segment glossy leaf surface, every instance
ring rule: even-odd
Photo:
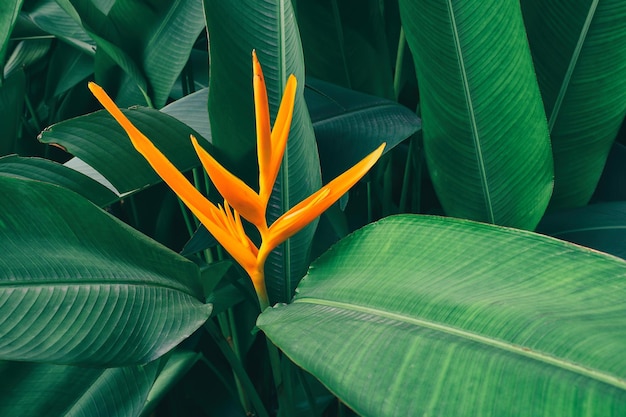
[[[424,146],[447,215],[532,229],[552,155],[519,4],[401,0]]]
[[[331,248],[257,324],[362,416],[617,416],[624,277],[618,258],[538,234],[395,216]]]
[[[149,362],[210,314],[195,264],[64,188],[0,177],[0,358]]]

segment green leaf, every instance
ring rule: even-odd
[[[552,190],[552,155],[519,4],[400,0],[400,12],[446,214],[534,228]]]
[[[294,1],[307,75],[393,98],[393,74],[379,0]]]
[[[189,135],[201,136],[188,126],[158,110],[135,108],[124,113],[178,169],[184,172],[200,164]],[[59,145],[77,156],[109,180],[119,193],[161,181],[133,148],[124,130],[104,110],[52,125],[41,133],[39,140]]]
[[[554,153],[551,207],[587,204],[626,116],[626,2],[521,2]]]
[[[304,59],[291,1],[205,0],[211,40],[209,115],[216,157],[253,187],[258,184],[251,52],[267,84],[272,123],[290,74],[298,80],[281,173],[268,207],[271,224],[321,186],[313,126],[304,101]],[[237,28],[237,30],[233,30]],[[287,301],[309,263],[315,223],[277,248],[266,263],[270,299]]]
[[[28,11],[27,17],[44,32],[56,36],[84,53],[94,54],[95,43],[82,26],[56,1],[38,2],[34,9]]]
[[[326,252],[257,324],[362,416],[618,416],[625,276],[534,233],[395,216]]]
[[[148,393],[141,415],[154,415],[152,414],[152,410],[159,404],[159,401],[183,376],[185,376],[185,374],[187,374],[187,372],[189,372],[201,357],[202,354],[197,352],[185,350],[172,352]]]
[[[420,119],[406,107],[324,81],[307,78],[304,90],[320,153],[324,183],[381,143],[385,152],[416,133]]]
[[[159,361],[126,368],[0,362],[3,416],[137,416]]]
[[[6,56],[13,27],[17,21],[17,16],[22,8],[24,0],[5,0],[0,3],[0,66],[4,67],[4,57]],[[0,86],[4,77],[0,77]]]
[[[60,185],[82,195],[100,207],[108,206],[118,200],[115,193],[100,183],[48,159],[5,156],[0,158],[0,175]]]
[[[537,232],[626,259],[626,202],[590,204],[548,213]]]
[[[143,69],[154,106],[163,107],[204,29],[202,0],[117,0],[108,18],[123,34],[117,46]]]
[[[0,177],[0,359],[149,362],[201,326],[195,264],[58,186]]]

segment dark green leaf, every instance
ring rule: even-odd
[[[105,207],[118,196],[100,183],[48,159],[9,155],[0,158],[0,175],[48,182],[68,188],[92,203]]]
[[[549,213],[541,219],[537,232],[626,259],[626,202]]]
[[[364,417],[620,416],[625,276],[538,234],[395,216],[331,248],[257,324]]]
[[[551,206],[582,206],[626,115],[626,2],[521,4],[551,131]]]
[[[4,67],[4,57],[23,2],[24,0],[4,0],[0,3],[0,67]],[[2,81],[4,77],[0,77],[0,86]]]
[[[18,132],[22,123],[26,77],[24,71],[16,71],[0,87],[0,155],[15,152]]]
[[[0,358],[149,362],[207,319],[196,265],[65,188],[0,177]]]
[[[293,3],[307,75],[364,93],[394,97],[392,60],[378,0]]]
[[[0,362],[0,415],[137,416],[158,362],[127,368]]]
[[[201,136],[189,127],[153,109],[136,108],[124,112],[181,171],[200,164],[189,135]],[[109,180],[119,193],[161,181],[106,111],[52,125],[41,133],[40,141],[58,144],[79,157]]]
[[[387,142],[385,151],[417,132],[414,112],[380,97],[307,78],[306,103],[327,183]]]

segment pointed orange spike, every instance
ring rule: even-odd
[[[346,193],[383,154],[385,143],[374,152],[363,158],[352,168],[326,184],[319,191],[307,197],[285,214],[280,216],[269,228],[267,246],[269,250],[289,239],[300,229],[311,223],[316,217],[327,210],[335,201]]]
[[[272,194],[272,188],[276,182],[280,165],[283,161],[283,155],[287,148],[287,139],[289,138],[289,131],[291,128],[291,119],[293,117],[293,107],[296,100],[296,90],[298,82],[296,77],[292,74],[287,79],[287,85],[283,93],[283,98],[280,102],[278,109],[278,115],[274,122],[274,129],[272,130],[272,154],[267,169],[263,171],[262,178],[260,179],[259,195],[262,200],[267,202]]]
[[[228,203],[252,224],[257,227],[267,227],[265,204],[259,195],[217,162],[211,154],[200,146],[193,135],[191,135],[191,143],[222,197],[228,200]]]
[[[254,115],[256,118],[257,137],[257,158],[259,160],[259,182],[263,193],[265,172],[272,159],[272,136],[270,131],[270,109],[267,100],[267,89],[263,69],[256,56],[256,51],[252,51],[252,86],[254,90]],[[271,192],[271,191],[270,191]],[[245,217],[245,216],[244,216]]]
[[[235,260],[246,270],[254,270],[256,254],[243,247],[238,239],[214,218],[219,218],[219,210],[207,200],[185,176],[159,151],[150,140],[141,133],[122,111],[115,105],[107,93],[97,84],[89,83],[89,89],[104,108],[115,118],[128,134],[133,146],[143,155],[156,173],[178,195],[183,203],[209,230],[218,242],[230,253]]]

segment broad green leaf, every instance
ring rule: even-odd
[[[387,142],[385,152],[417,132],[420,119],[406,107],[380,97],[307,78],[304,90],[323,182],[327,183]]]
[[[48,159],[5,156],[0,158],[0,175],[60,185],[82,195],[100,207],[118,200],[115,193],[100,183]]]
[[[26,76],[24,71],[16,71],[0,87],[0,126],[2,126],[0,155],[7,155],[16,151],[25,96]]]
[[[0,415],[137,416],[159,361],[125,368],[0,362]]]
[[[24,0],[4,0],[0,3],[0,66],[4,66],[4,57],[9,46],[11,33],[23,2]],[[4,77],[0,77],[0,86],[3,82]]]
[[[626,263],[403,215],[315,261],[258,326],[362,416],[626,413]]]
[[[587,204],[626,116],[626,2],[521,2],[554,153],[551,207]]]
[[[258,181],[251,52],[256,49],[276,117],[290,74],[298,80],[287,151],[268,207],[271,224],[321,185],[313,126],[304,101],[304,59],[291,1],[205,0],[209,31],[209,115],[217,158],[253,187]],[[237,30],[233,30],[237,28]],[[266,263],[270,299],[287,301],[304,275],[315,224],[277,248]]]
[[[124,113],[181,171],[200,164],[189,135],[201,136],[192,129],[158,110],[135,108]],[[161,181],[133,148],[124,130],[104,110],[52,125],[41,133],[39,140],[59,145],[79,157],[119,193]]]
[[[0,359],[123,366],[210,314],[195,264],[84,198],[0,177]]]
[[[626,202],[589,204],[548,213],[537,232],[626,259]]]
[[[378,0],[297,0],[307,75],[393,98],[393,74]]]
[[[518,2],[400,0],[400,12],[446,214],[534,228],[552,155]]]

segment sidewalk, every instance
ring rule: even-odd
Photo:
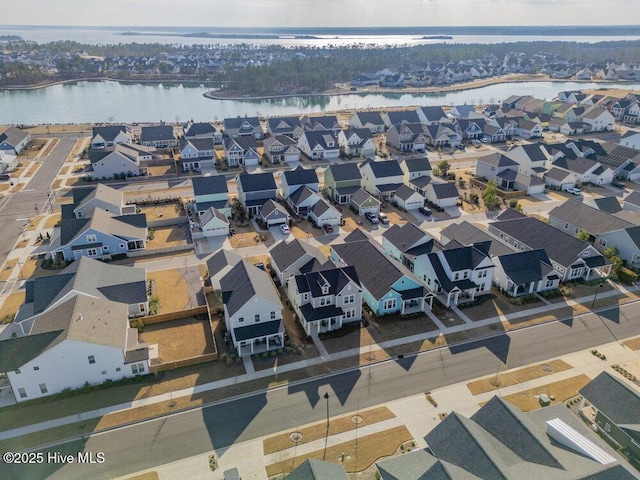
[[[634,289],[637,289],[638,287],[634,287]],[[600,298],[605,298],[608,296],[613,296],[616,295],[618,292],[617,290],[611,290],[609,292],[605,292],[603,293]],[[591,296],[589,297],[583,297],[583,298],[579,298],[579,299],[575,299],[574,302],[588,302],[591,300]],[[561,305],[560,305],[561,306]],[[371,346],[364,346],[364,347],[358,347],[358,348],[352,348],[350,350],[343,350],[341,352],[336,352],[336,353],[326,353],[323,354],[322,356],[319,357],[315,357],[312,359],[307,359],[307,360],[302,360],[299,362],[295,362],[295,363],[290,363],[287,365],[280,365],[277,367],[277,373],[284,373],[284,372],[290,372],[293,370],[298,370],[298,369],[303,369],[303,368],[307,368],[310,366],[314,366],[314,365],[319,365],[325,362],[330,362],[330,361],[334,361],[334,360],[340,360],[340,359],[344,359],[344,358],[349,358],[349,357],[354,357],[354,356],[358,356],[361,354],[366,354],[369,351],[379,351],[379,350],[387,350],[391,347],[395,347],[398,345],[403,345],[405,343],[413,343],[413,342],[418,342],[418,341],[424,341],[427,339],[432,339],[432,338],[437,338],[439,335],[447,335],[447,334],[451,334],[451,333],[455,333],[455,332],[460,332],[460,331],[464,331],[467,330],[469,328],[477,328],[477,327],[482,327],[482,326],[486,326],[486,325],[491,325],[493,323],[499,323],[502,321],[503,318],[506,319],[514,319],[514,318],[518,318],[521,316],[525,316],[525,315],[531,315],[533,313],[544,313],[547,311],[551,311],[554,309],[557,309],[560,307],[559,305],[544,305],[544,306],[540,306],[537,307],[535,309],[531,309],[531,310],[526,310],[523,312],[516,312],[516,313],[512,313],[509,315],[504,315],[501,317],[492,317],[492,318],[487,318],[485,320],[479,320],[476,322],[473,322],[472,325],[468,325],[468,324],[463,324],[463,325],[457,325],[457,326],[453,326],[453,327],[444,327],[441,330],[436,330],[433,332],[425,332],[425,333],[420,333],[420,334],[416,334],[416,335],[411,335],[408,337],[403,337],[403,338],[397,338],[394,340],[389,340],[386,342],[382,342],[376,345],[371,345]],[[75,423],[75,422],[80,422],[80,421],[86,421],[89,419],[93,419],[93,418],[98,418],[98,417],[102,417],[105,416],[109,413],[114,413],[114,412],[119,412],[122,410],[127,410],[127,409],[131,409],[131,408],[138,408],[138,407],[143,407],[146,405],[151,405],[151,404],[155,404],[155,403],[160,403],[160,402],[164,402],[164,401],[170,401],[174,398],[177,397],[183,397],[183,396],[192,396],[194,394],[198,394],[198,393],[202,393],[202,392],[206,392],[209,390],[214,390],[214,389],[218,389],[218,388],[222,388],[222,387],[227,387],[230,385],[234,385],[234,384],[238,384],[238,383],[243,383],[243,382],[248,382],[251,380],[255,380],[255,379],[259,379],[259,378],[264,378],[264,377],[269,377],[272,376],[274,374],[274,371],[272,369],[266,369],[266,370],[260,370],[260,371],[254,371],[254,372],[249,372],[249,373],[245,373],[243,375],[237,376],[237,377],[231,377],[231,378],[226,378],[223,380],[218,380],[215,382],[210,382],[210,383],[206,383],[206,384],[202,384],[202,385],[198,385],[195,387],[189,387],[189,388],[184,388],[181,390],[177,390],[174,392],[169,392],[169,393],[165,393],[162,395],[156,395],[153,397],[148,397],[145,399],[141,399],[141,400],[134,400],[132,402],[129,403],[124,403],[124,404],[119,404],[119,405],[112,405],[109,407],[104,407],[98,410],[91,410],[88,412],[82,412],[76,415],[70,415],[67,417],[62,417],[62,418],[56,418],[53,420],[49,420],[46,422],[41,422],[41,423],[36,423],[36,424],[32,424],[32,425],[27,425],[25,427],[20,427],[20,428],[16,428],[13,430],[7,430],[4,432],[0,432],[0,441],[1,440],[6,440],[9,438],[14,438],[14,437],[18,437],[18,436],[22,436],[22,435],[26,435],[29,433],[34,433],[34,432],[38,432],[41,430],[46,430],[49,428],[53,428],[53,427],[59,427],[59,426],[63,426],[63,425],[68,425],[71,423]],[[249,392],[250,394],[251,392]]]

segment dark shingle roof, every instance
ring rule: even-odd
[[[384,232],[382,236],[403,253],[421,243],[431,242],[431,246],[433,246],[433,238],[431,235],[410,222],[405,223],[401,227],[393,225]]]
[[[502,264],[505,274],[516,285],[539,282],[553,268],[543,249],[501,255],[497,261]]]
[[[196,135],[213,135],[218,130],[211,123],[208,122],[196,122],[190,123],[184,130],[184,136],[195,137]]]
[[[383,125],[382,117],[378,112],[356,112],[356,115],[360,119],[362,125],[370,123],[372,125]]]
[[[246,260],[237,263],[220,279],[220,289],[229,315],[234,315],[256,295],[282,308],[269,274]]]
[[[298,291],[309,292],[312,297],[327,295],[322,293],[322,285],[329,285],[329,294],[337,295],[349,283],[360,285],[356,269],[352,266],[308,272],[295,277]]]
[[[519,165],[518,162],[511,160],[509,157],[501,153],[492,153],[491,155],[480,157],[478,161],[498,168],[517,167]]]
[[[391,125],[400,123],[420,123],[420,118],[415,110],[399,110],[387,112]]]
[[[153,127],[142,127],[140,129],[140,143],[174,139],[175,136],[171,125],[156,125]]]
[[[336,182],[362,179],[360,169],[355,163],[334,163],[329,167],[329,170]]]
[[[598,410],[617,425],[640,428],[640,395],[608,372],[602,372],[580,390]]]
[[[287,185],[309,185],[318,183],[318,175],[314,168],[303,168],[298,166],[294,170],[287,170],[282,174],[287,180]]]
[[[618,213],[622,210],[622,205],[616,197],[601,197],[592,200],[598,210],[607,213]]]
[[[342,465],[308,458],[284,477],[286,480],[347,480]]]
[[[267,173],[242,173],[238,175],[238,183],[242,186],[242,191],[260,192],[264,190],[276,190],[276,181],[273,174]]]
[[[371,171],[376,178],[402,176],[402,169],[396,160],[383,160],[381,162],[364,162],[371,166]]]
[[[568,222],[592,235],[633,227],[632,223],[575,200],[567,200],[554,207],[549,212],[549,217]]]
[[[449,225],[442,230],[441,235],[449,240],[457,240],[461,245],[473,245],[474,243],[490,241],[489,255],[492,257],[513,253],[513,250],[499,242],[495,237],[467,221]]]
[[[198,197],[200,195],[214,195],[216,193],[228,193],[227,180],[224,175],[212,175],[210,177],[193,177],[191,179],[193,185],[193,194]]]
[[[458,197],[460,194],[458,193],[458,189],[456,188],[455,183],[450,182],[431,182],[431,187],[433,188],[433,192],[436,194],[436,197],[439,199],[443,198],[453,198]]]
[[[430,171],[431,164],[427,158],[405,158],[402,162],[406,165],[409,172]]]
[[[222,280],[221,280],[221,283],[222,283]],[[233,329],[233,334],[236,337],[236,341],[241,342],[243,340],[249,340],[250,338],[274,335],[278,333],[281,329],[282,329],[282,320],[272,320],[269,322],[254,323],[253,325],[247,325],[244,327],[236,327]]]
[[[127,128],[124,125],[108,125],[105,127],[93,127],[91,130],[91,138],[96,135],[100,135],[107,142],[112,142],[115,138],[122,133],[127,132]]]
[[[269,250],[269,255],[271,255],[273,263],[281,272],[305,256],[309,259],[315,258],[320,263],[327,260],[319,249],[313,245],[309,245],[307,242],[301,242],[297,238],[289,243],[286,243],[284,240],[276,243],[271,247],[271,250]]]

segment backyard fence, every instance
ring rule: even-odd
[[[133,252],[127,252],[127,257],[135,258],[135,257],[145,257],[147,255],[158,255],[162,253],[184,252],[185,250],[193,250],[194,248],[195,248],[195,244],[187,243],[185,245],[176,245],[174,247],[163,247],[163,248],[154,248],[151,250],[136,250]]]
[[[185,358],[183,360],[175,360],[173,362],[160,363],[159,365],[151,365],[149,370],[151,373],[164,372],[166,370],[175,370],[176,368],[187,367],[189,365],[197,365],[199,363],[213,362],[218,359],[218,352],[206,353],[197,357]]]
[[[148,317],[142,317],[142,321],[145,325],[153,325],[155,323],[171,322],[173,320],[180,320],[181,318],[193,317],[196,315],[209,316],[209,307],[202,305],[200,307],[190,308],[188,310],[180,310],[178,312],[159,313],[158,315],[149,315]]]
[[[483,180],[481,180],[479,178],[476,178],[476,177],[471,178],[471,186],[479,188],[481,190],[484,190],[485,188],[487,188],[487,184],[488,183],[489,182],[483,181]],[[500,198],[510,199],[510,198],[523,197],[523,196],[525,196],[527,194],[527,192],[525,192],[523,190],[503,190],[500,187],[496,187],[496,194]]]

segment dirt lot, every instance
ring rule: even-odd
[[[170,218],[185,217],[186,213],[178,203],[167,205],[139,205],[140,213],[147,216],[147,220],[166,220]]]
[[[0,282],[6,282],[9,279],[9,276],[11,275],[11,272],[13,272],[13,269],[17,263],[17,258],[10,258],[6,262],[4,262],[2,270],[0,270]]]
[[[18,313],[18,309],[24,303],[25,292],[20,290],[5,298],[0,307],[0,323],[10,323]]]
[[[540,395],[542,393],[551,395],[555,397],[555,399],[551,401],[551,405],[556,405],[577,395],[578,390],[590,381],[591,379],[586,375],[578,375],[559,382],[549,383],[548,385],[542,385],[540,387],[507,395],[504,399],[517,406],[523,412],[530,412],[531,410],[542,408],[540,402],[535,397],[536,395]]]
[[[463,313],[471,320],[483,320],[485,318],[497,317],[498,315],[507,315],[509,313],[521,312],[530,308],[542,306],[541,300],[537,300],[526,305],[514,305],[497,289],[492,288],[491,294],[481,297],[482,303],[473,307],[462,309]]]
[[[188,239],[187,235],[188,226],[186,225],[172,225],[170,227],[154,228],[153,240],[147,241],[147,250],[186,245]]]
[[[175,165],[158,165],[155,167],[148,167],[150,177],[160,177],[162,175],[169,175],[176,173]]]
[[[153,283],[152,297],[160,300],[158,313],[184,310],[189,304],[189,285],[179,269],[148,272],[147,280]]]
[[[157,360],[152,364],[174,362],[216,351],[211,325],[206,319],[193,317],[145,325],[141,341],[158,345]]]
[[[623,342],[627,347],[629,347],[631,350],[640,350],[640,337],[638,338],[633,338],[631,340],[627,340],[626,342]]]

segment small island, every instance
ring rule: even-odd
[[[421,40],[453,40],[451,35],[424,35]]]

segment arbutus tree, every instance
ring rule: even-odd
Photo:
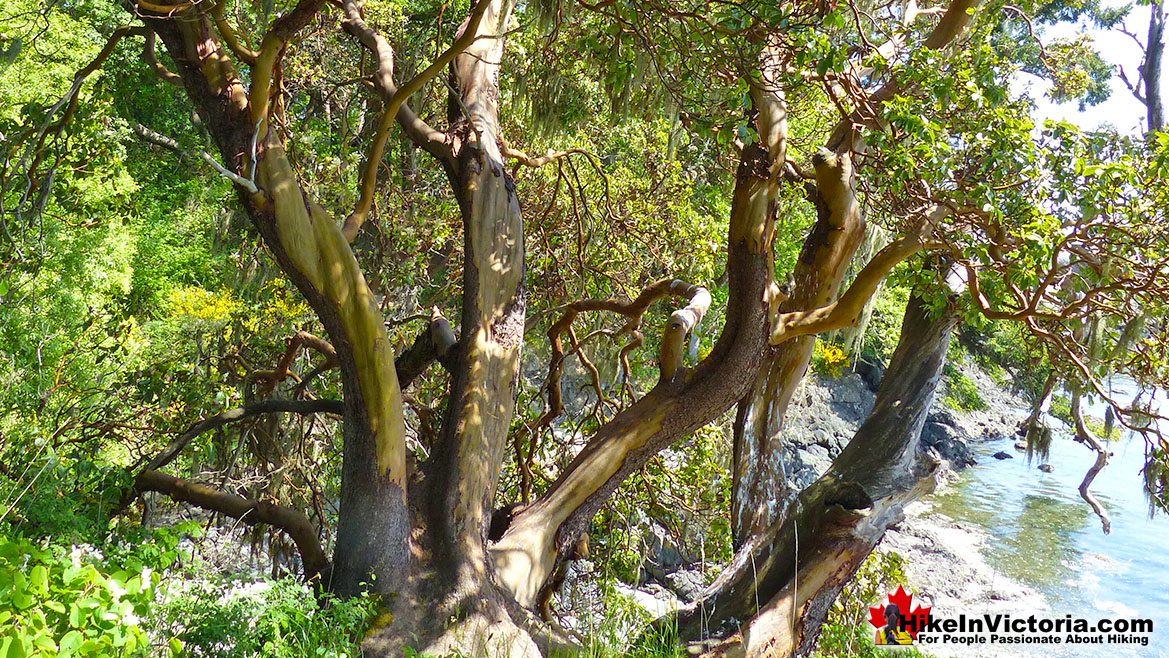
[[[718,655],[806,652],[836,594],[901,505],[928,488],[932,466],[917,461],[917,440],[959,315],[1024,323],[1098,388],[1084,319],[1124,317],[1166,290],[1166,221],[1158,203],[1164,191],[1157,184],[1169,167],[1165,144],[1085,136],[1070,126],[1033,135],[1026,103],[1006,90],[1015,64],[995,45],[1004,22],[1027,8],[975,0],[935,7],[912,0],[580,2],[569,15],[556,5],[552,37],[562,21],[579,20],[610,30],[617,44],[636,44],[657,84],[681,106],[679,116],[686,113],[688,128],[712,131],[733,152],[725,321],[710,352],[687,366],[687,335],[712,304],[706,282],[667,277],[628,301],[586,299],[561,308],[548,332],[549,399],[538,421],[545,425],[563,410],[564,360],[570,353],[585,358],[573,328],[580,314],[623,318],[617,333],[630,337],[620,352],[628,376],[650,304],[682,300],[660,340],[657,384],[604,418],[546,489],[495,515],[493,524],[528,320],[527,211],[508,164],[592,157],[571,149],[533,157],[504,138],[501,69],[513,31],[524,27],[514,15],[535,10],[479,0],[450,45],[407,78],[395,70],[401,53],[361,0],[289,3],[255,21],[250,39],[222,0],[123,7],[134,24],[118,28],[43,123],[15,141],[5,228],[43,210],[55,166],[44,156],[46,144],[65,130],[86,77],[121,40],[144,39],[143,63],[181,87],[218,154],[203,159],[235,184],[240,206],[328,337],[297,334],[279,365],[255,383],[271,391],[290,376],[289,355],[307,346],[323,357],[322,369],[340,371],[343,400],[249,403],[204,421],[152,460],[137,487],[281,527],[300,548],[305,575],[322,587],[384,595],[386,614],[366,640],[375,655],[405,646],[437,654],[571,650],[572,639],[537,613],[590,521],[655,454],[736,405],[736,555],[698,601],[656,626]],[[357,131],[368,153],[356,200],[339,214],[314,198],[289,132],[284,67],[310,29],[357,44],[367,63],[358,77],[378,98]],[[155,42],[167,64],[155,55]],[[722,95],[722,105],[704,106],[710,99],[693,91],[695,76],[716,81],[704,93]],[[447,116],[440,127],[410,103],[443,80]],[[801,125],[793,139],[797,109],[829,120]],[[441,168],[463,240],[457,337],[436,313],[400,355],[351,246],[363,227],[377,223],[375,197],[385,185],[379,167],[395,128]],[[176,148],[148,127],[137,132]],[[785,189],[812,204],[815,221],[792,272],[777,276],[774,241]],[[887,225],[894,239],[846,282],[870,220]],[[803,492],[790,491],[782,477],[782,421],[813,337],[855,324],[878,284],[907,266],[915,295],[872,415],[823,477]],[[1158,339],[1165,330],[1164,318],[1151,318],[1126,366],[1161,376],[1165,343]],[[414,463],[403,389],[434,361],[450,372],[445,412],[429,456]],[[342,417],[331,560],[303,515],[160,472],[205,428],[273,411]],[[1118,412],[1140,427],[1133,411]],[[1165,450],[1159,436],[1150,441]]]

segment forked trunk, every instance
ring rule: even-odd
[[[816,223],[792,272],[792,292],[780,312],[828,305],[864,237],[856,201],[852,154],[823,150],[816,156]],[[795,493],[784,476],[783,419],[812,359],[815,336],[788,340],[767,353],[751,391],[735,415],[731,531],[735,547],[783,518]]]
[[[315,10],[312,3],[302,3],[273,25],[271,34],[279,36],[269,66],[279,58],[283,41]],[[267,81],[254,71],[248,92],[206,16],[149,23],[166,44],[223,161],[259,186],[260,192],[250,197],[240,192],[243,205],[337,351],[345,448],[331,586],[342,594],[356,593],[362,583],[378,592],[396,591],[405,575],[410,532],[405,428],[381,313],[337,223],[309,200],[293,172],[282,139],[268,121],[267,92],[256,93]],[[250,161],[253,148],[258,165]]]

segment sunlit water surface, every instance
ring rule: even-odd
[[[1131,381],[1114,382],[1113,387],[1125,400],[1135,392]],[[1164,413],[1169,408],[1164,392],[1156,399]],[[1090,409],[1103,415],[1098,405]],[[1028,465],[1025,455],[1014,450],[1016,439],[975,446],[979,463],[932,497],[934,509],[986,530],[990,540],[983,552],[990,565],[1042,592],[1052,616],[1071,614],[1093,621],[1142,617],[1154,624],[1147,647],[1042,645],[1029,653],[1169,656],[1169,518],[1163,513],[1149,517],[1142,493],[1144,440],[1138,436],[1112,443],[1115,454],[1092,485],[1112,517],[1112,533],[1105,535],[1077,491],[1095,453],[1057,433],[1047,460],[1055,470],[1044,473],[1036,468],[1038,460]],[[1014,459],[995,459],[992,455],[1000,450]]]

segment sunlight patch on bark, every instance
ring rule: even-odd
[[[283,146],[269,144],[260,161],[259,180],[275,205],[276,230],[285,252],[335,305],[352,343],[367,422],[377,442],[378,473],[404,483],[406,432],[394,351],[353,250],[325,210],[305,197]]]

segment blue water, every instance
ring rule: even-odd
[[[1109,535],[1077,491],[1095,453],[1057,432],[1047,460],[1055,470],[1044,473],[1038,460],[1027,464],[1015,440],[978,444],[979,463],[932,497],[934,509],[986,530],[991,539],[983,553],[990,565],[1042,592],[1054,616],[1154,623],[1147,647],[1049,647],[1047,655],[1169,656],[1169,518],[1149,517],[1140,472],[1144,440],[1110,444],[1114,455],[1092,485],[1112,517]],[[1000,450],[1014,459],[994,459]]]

__Work to be completed__: After reading through the material, report every line that holds "leaf".

__Expected answer__:
segment glossy leaf surface, every instance
segment green leaf, every instance
segment dark green leaf, every instance
segment broad green leaf, every instance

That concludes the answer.